[Items listed in a dataset]
_ _ _
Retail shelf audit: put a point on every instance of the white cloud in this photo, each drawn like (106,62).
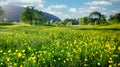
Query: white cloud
(38,3)
(3,3)
(56,7)
(99,3)
(73,10)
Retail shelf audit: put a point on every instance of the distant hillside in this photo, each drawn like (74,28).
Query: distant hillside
(12,13)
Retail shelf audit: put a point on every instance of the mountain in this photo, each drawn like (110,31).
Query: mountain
(12,13)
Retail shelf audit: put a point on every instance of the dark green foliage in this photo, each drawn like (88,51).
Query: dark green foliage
(95,17)
(30,14)
(1,11)
(114,19)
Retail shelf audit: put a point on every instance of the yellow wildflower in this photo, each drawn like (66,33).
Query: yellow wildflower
(8,59)
(19,54)
(9,51)
(1,51)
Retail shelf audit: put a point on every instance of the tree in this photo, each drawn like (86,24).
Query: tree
(114,18)
(1,11)
(39,17)
(32,15)
(28,14)
(103,20)
(95,17)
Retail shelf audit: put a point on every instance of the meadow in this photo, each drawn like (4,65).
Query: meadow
(48,46)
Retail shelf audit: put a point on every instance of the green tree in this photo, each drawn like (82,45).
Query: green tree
(1,11)
(39,17)
(32,15)
(95,17)
(28,14)
(81,20)
(103,19)
(114,19)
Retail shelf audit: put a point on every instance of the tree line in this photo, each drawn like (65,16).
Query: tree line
(33,16)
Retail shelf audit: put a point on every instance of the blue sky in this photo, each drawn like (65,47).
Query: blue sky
(70,8)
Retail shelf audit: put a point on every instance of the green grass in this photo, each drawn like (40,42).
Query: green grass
(48,46)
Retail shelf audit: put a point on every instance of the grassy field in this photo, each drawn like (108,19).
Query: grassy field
(49,46)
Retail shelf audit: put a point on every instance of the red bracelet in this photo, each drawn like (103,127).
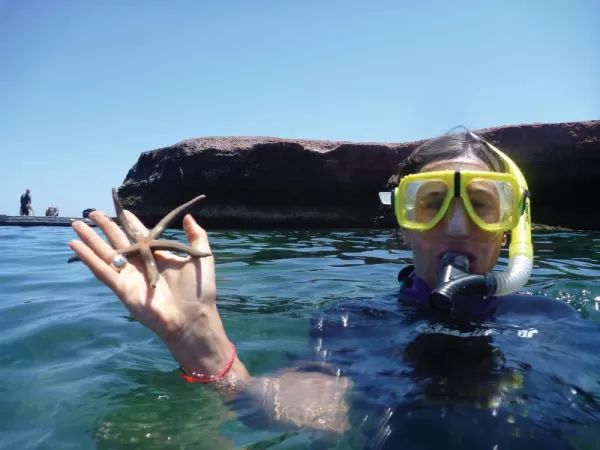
_ _ _
* Requirements *
Edit the listing from the line that contains "drawn like (40,42)." through the last line of the listing, swapping "grassy field" for "open field" and keeping everything else the same. Return only those lines, and leave the pictures out.

* Finished exercise *
Retail shelf audit: put a point on every instance of the green grass in this photo, each drawn like (40,42).
Query: green grass
(48,46)
Retail shelf audit: put a point on every instance of the open field in this photo, each drawn like (108,19).
Query: open field
(49,46)
Retail shelf audit: put a point on every instance of the red bracelet in this photo, each drawn like (103,127).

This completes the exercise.